• _AUSGEWÄHLTER AUSZUG_:
>>>>
Nasenstüber

Kolumnen

Das verhinderte Drehbuch

Leseprobe aus "NASENSTÜBER 3 - Fragmente"



Schon seit längerer Zeit träume ich davon etwas Spezielles „zu machen“, nämlich ein Drehbuch zu verfassen. Aber bevor ich tüchtig und beherzt in die Tastatur greifen konnte, musste ich mich als Novize für filmische Literatur erst einmal mit der Materie vertraut machen. Als Einstieg in das Thema bemühte ich zunächst zeitgemäss Wikipedia.„Ein Drehbuch,“ so begann der einschlägige Abschnitt „ist ein Arbeitstext, der die Vision eines Filmes in allen relevanten Details beschreibt und sämtliche Dialoge enthält.“ Na ja, das entsprach so in etwa meinen vagen Vorstellungen. „Die besondere Herausforderung besteht darin, allein mit den Mitteln der Sprache eine mehrdimensional erzählte Geschichte darzustellen, die sich neben der Sprache – in Form von Dialogen – auch über das Bild und den Ton ausdrückt. Dabei sollte das Drehbuch jene vorfilmische Textform darstellen, die beim Lesen ein Echtzeiterlebnis vermittelt. Dies bedeutet, dass der Film in etwa so lange dauern wird, wie das Lesen des Drehbuchs Zeit braucht.“ Alles klar. Aber viel hatte ich mit dieser Passage noch nicht gelernt, insbesondere war er überhaupt keine Anleitung um ein Drehbuch schreiben zu können. Das war eher so ein Pauschalbeschrieb.
Des Weiteren hiess es: „Die Funktion eines Drehbuches ist es, Dreharbeiten zu organisieren.“ Das klang nun bereits etwas konziser, aber konkret half auch diese Plattitüde nicht weiter.
Da ich selber auch noch nie ein Drehbuch gelesen hatte, musste ich mich zunächst darüber schlau machen, wie denn ein Drehbuch überhaupt aussieht. Das Internet half auch hier zunächst weiter, denn schliesslich fand ich eine Seite, die wie ein Kochbuch nach dem Motto: “Man nehme...“, minutiös die Puzzle-Teile eines Drehbuches beschrieb. „Eine Drehbuch-Szene beginnt immer mit ihrer ÜBERSCHRIFT,“, las ich da „welche anzeigt, ob die folgende Handlung drinnen (INN.) oder draussen (AUSS.) und an welchem Ort sie spielt, inwieweit dort die Sonne scheint oder eben nicht.“ Es folgte ein Beispiel: INN. BAR – TAG . AUSS. HINTERHOF – NACHT. “Die Angabe des Schauplatzes besteht oftmals aus zwei Teilen: dem allgemeinen und dem konkreten Schauplatz: Wenn die zweite Angabe die erste präzisiert, werden beide durch Schrägstrich (/) miteinander verbunden, z.B. WOHNUNG / KÜCHE.
<<<<
(Datensätze zur Regionenbeschriftung)
>>>>
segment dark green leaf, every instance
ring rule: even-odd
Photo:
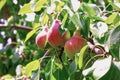
[[[27,77],[30,77],[31,74],[32,74],[32,71],[35,71],[39,68],[39,60],[34,60],[34,61],[31,61],[30,63],[28,63],[26,66],[25,66],[25,74]]]
[[[30,38],[35,34],[36,30],[37,30],[37,29],[33,29],[32,31],[30,31],[30,32],[27,34],[24,42],[26,42],[28,39],[30,39]]]
[[[116,18],[116,16],[117,16],[117,13],[114,13],[114,14],[110,15],[105,22],[106,22],[107,24],[113,23],[114,20],[115,20],[115,18]]]
[[[93,17],[96,15],[94,9],[89,7],[86,3],[82,4],[82,8],[83,8],[83,11],[86,11],[89,16]]]
[[[45,68],[45,77],[46,80],[56,80],[56,78],[53,75],[54,72],[54,59],[49,60],[49,62],[46,65]]]
[[[44,4],[47,2],[47,0],[39,0],[35,5],[34,11],[40,11],[44,7]]]
[[[26,14],[31,12],[33,12],[31,10],[31,3],[27,3],[19,10],[18,14],[20,15],[20,14]]]
[[[82,23],[80,22],[79,15],[76,13],[71,17],[71,21],[74,23],[76,27],[82,28]]]
[[[79,64],[79,68],[80,68],[80,69],[83,67],[83,58],[84,58],[84,54],[85,54],[85,51],[86,51],[87,47],[88,47],[88,45],[84,46],[84,47],[80,50],[79,61],[78,61],[78,64]]]
[[[120,26],[116,27],[110,35],[110,52],[116,59],[120,60],[119,44],[120,44]]]
[[[5,3],[6,3],[6,0],[0,0],[0,10],[5,5]]]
<<<<
• _GESTELLTE AUFGABE_:
Führe die Kolumne über das verhinderte Drehbuch bitte ab der Stelle weiter, an der sie endet. Die Datensätze sind eigenständiges Material und gehören nicht zur Kolumne.

• _ENDERGEBNIS_:
Wenn beide Schauplätze einen unterschiedlichen Charakter aufweisen, wird zuerst der konkrete Schauplatz und dahinter der generelle Schauplatz genannt. Beide sind durch einen Gedankenstrich (–) voneinander getrennt, z.B. AUTO – LANDSTRASSE. Wenn allein in der Zeit gesprungen wird, reicht ein SPÄTER. Sollte sich jedoch nur die Lichtsituation verändert haben, schreibt man SPÄTER – ABENDS oder SPÄTER – NACHT.“
Angaben zur Lichtsituation einer Szene seien deswegen wichtig, weil sie anzeigen, inwieweit bei einer eventuellen Realisierung Scheinwerfer, elektrische Anschlüsse usw. nötig sein werden. Also ein respektabler Beitrag zum Kostenfaktor. Am günstigsten lasse sich eine Handlung abfilmen, die tagsüber im Freien spielt. Wer hätte das gedacht.
Unter der Überschrift habe eine Beschreibung der Handlung in der Gegenwartsform (Präsens) zu folgen, was mit folgendem Beispiel illustriert wurde: INN. LIMOUSINE – TAG, WERNER und REBEKKA auf dem Rücksitz. Werner beugt sich vor übereicht Rebekka ein in Geschenkpapier eingepacktes Päckchen.
Beim Lesen dieser Drehbuchanleitung war mir aufgefallen, dass immer mal wieder Wörter in Grossbuchstaben geschrieben waren, aber einen Zusammenhang konnte ich leider nicht eruieren. Aber auch hier folgte die Kochbuchanleitung auf dem Fusse. „Folgende Angaben werden in GROSSBUCHSTABEN wiedergegeben: INN.(für innen) oder AUSS.(für aussen), der Schauplatz (also zum Beispiel WOHNZIMMER) und TAG oder NACHT (gegebenenfalls DÄMMERUNG oder andere Lichtstimmungen wie MORGEN, SPÄTER NACHMITTAG), ein CHARAKTER, wenn er oder sie zum ersten Mal im Beschreibungstext einer Szene auftaucht, der NAME DES CHARAKTERS über dem Dialog, EINSTELLUNGEN, KAMERAANWEISUNGEN und TÖNE (z.B. NAH, KAMERA FÄHRT ZURÜCK, Martin POLTERT die Treppe hinunter)“.
Kamera-Anweisungen seien tunlichst zu vermeiden, wenn sie aber unumgänglich seien, so werden auch diese in GROSSBUCHSTABEN wiedergegeben, hiess es weiter.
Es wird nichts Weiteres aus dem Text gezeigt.